■ READING TEXT:
I am 86 years old and have been on PD for 2 years

I just had my current PET and would like to know what it means when you go from a low average to a high average.
I am also getting ready for an adequacy test the end of this month, and would like to know if there is anything I can do to bump up my results as I have been in the hospital 4 times in the last 3 months.

I know that 1.7 is the base but before the hospital visits I was a 1.95 for adequacy. I am now a 1.45.
Not good.
Any help would be appreciated.

Here’s info on the peritoneal equilibration test (PET) that describes the test and what the results mean so far as which type of PD is best based on how high or low the rate of toxin transport across the peritoneal membrane.

What were you in the hospital for? When was the PET done? Was the PET done correctly? If your Kt/V is dropping you may need a change in your PD prescription. I’d suggest you talk with your doctor about your concerns.

Hi Beth:
Sorry it took so long to answer you. I am typing this for my Husband and we are a bit confused. We have clinic through Davita in Pahrump, NV and a lot has changed lately.
My Husband was in the hospital 3 times for high ammonia levels even though his liver is fine. Before these hospital stays he had UTI’s and then at the same time he was diagnosed with a Superbug Ecoli that was almost untreatable. They gave him Meripenum.
The problem is I am not getting straight answers from his nephologist and concerned because he says my Husband needs Hemodialysis and that his membrane has deteriorated. If this is true how can he pass a PET test with a high average.
Also, since he came out of the hospital he has almost quit urinating. He was really doing great with that and now nothing.
We are getting ready for an adequacy test next week and he says that we will see what it shows and possibly add a extraneal bag and see if we can bring his number back.
I am finding it very hard to believe he is for my Husband and not just trying to get him to quit PD. He is trying to lump him in with all his other patients so I am trying to get a second opinion. Anything you can give me would be helpful. I really don’t want him to go back on Hemo because it was very hard on him the first time. He died for 10 minutes after the first prescription was administered in 2016.
Perhaps you can inquire what others think there too and come up with something. I can provide more information if you want.
Thanks so much,
Judy Pierce

High ammonia levels in blood (blood urea nitrogen or BUN) can indicate liver disease (which you say he doesn’t have), and it can indicate kidney failure. People with kidney failure can have breath or skin that smell like ammonia from uremia when dialysis isn’t working as well as it should.

(Saved entries)
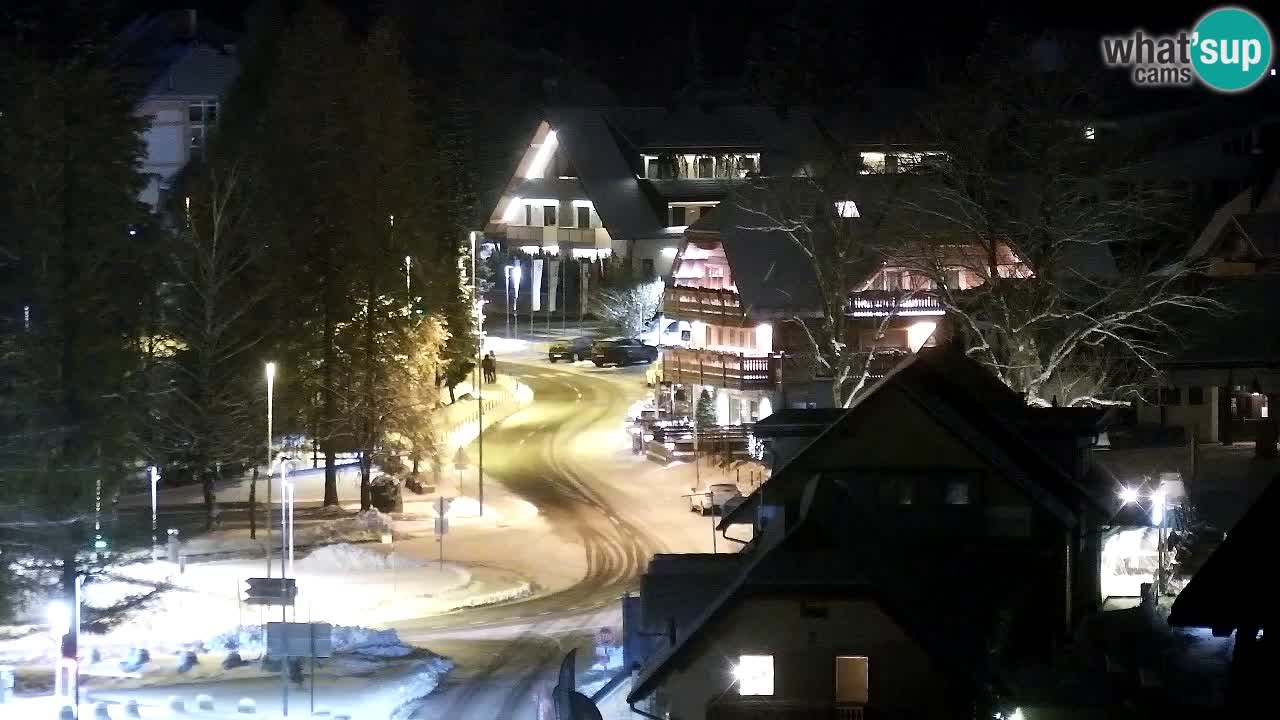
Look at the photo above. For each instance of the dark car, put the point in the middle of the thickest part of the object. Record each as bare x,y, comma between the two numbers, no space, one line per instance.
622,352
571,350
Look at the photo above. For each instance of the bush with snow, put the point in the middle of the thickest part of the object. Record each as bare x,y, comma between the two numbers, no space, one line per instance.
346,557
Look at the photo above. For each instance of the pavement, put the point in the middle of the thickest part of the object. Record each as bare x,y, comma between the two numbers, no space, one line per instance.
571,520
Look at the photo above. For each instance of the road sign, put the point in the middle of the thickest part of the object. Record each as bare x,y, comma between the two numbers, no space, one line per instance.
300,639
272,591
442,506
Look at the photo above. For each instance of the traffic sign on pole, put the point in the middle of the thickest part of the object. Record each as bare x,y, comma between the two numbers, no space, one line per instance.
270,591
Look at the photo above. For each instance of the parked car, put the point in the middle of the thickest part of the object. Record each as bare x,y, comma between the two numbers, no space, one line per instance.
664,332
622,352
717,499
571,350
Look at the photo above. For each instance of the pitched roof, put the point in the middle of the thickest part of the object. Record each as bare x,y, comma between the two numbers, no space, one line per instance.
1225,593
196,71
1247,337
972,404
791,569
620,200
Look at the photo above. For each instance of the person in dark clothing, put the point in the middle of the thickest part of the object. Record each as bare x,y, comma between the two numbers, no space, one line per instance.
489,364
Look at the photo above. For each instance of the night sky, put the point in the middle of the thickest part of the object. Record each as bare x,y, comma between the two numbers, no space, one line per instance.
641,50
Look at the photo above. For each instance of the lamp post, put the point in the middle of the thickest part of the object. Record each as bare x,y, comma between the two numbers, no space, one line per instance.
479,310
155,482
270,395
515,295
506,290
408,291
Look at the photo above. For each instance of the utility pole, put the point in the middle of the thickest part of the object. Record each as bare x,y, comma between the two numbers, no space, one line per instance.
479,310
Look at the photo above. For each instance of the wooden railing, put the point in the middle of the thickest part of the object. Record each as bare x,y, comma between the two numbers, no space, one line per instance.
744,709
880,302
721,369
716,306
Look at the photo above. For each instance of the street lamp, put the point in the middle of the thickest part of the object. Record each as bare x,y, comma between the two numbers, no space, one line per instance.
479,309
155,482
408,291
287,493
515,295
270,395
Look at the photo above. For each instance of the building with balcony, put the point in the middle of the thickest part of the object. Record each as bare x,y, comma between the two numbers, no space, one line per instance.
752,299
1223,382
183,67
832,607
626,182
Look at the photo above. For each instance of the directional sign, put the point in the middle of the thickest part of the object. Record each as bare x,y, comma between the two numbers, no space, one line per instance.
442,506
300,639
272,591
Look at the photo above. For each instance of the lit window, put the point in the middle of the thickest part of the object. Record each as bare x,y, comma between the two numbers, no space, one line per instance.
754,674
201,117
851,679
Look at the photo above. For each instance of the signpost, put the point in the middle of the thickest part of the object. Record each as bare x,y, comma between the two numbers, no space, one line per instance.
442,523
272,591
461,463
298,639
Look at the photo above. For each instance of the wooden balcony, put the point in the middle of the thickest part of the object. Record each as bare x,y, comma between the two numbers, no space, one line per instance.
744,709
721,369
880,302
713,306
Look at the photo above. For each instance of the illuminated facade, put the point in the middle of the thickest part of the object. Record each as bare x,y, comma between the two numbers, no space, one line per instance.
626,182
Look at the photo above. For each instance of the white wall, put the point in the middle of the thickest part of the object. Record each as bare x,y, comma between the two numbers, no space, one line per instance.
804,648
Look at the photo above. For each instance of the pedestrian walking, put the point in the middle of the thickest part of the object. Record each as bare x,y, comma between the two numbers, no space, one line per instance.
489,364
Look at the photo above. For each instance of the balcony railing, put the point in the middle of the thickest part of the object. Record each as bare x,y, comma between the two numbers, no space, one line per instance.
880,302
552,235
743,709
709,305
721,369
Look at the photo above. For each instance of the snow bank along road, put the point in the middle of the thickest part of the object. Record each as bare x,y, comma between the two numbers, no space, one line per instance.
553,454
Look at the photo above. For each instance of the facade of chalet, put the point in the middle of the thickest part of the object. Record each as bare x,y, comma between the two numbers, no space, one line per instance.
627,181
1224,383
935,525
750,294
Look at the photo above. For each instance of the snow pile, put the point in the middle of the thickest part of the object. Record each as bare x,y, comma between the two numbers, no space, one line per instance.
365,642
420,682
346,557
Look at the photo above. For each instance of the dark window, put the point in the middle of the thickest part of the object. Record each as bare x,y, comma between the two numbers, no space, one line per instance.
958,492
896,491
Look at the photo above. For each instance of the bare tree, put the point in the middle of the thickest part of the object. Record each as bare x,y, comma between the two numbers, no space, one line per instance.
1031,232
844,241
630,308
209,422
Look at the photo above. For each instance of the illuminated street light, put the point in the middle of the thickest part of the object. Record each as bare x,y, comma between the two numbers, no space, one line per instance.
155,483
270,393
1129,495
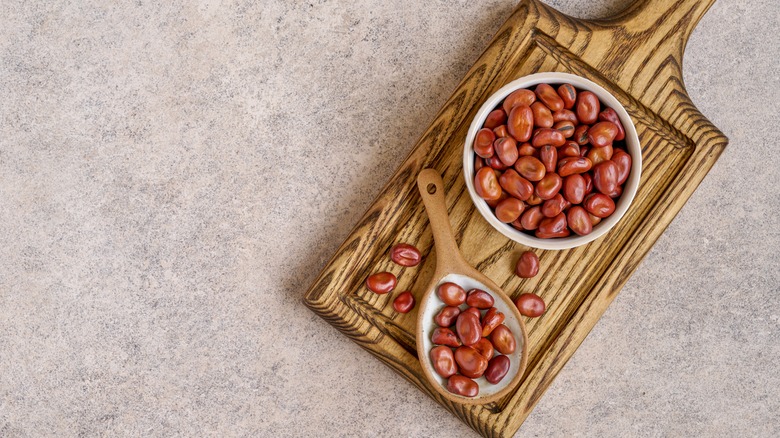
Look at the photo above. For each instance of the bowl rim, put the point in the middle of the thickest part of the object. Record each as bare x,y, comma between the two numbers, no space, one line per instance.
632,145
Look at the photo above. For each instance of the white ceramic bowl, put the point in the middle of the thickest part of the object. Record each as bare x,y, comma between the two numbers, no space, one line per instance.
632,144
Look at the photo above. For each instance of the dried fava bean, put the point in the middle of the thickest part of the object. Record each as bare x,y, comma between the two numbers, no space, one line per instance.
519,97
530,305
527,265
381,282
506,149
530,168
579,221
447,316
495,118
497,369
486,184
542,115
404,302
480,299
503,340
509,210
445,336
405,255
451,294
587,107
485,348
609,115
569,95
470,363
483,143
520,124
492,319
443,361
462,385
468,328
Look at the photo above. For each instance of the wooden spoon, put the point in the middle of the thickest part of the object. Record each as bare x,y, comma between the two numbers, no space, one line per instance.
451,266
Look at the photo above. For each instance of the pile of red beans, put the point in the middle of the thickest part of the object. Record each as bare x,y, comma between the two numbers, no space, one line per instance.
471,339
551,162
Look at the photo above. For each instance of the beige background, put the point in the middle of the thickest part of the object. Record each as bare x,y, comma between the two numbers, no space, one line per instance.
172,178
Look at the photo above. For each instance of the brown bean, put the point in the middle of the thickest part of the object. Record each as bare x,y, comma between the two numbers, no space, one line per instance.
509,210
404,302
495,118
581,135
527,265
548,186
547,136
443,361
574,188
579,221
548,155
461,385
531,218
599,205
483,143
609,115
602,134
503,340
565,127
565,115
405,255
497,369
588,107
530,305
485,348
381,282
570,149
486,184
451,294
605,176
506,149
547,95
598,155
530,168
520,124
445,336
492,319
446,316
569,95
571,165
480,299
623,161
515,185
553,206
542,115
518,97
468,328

* * *

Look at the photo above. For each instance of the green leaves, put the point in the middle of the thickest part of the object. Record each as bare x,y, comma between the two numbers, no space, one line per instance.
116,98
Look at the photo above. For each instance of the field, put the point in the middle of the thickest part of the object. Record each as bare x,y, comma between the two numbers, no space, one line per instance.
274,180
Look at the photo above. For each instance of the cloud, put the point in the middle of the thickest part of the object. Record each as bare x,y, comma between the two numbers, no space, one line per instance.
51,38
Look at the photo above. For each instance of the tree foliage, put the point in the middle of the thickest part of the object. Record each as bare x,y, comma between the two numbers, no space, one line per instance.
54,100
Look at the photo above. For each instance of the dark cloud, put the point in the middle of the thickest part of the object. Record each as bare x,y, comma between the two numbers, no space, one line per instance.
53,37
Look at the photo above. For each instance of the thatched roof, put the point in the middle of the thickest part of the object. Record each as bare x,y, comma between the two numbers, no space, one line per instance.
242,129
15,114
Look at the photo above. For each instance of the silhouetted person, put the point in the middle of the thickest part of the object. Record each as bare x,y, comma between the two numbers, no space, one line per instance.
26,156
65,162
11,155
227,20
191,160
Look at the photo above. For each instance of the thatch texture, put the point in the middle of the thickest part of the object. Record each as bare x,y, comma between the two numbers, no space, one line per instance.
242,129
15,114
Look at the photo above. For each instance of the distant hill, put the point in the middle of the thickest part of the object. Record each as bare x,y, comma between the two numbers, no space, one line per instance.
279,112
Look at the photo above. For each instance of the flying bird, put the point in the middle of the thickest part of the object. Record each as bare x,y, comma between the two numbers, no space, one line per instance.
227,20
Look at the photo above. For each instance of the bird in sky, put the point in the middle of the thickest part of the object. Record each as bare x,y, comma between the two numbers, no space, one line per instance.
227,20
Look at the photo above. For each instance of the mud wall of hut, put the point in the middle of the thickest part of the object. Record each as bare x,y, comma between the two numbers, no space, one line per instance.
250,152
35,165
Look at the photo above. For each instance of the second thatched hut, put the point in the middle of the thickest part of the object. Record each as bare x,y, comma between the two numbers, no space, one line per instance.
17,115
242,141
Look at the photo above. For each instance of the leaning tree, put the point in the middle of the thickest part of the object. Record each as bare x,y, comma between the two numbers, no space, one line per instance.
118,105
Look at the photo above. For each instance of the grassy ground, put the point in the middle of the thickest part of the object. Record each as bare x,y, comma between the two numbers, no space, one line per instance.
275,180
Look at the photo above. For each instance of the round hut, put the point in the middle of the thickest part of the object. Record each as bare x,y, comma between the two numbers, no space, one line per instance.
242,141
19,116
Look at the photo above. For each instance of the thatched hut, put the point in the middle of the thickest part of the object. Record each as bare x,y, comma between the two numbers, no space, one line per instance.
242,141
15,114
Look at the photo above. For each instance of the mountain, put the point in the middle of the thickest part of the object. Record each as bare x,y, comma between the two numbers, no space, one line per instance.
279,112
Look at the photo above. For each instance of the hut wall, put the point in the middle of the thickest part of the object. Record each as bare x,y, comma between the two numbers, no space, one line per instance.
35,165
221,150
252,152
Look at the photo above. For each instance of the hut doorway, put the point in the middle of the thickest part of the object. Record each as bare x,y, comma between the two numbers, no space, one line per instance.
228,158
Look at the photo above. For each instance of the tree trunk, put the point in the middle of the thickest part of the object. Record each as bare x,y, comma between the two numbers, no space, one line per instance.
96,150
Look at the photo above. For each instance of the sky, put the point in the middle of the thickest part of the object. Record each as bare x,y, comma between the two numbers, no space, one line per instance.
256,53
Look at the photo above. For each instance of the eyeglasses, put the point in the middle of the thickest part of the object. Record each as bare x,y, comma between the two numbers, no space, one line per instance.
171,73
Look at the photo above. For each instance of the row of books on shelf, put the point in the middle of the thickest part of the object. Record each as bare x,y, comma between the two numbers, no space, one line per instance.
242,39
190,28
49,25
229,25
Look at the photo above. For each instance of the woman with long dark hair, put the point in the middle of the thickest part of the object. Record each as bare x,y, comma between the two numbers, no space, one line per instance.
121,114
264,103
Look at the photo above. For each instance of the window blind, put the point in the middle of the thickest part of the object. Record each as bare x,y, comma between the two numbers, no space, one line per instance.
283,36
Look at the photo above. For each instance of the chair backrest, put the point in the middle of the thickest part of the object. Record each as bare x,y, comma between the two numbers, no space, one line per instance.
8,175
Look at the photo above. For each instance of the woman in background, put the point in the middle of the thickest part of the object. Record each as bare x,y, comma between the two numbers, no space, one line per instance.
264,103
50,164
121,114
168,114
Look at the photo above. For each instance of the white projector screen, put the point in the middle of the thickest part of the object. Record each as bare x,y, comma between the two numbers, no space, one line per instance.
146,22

■ WORK REQUEST 1:
Do these statements agree with the peritoneal dialysis thread? (a) The first poster has been on PD for two years. (b) The adequacy number before the hospital visits was 1.45. (c) Since leaving the hospital, the husband has been urinating more. Answer yes or no for each, and quote the deciding words.
■ WORK REQUEST 2:
Write what comes next in the peritoneal dialysis thread, picking up after its final sentence.

■ EXPECTED ANSWER 1:
(a) Yes: "I am 86 years old and have been on PD for 2 years"
(b) No: "before the hospital visits I was a 1.95 for adequacy. I am now a 1.45."
(c) No: "since he came out of the hospital he has almost quit urinating."

■ EXPECTED ANSWER 2:
The peritoneal equilibration test (PET) reports how fast/slow wastes are transported across the peritoneal membrane in PD. The adequacy test (Kt/v) should let you know how much waste is being removed by PD. The test result should at least be 1.7 at a minimum. If he’s a fast transporter, doing 4 or more manual exchanges per day might remove wastes better than doing PD overnight with a cycler. Kidney School has a module on lab tests that might help you understand the results he’s getting. You might ask for a copy of his labs so you can track them and look at them in light of symptoms he’s having.

PD is a great first treatment for people with kidney failure, but over time as the urine output declines, PD does not work as well and patients often switch to hemodialysis. Kidney School has a module on treatment options.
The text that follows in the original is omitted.